### Tarefas
[a] Liste, sem repetições e na ordem em que aparecem, todos os números escritos em algarismos no texto sobre dona Chris.
[b] Transcreva do texto sobre dona Chris todo o trecho que vai de "O ano em que" até "Barras do Paraná.".

### Texto fornecido
==*==

Ela chegou faz 96 anos!

Um passeio pela Cascavel de quase um século atrás encontra uma menina de longevidade improvável cuja família sacolejou três anos sobre carroças até chegar ao novo Oeste

Ela chegou faz 96 anos!

O ano em que ela veio ao mundo, 1929, foi marcado por um evento econômico catastrófico: o crash da bolsa de valores de Nova York. O nome do local em que Christina Wichoski Konolsaisen nasceu, também intimida: às margens do Rio Tormenta, em algum ponto entre onde hoje estão as divisas dos municípios de Cascavel, Boa Vista da Aparecida e Três Barras do Paraná.

Em fevereiro último fez 96 anos que dona Chris está aqui. Não há registro de outra pessoa em vida há mais tempo em Cascavel. Tormenta não assustava essas pessoas, e provavelmente nem estavam informadas sobre a quebradeira internacional a partir da bolsa americana. As comunicações eram praticamente inexistentes, já que apenas uma precária linha de telégrafo em Catanduvas conectava o sertão oestino à civilização. 

Se temor existia, deve ter ficado na estrada. Os pais de dona Chris, descendentes de poloneses, viveram uma epopéia de Itaiopolis (SC) até as barrancas do Tormenta a bordo de um encorpado “comboio” de carroças. O trajeto - que hoje pode ser feito em pouco mais de sete horas pela rodovia - consumiu três anos. O comboio de migrantes era grande, talvez mais de 30 famílias. “Somente da família de meus avôs eram 19 filhos na comitiva, todos casados”, diz José Francisco, o “filho do meio” de dona Cris.

==*==

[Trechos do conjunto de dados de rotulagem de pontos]

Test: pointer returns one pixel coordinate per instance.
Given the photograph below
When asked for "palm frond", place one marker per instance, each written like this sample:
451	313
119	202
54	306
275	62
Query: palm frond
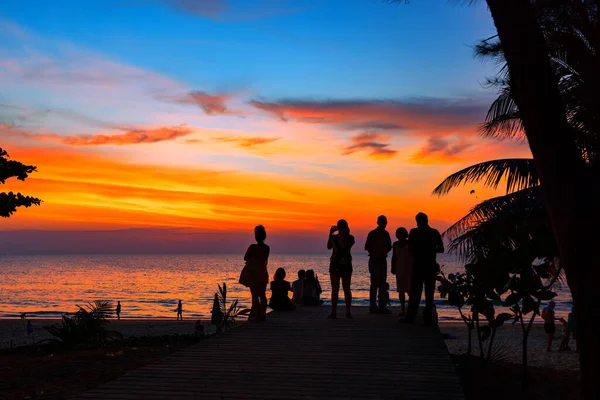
520	173
502	120
503	222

==*==

### Respostas
[a] 96, 1929, 30, 19

[b]
O ano em que ela veio ao mundo, 1929, foi marcado por um evento econômico catastrófico: o crash da bolsa de valores de Nova York. O nome do local em que Christina Wichoski Konolsaisen nasceu, também intimida: às margens do Rio Tormenta, em algum ponto entre onde hoje estão as divisas dos municípios de Cascavel, Boa Vista da Aparecida e Três Barras do Paraná.